[Start GIVEN TEXT]

Dr. Rodney Wynkoop answered each of OnCuba questions with an exciting look at choral music. He has been for many years immersed in the musical movement in his country, the U.S., and is looking forward to this tour that will take him to Cuban cities such as Cienfuegos, Santa Clara and Havana.
With the usual hustle and bustle of preparing an essential cultural trip for him and his singers, Wynkoop doesn’t stop expressing his gratitude, “on behalf of all members of the choir, for the interest in our tour of Cuba. We are honored by this. I would also like to thank all Cubans who have made our trip possible. ”
The renowned artist, trained at Yale University, says that everyone is “really looking forward to sharing our music with you and at the same time know your country, its people and its culture.”
I was told you have certain predilection for the music of your country: is it hard for you to take that music tradition of your country to choir music?
First of all, let me start by expressing my appreciation, on behalf of the entire choir, for your interest in our choir tour to Cuba. We feel honored by it. I would also like to express our gratitude to all the people in Cuba who have made our trip possible. We are greatly looking forward to sharing our music with you and to learning about your country, your people, and your culture in turn.
Now to answer your question, as in Cuba, there are many different musical traditions in the United States, some with very long histories, others with shorter ones. Nearly every musical tradition eventually manifests itself in choral Music, which gives choir directors a vast array of choral styles in which to perform. My own preferences include the slow, lyric folksongs of the US, like Shenandoah, and the African American spirituals, which speak so eloquently of a hunger for freedom from oppression and a deliverance to a better world. In my experience, both of these styles are deeply meaningful to nearly everyone who hears them.
It is sometimes assumed that choirs should maintain a static projection on stage, though not a few directors today do the opposite, like Coral Triangle does.
In most of the repertoire that my various choirs sing, we find that the singing can be enlivened when the singers allow themselves a modest amount of movement, as if their bodies, just like their mouths, are unable to keep the music entirely inside them. If there is a lot of movement, however, we find that many listeners start to watch more carefully than they listen, which detracts from the true nature of the art of music, which is the sound itself. Nevertheless, in some folk music of a highly rhythmic sort we find that not to use more movement seems to limit the full expression of the music, so completely is it linked to the sense of dance.

[End GIVEN TEXT]

Restate the part of the choral interview that opens with the words containing "In most of the" and closes with "sense of dance.", swapping "movement" for "motion" wherever it occurs.

[Start AVAILABLE DATA]

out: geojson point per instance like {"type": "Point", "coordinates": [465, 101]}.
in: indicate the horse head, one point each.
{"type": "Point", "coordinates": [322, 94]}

[End AVAILABLE DATA]

SOLUTION TO THE PROBLEM
In most of the repertoire that my various choirs sing, we find that the singing can be enlivened when the singers allow themselves a modest amount of motion, as if their bodies, just like their mouths, are unable to keep the music entirely inside them. If there is a lot of motion, however, we find that many listeners start to watch more carefully than they listen, which detracts from the true nature of the art of music, which is the sound itself. Nevertheless, in some folk music of a highly rhythmic sort we find that not to use more motion seems to limit the full expression of the music, so completely is it linked to the sense of dance.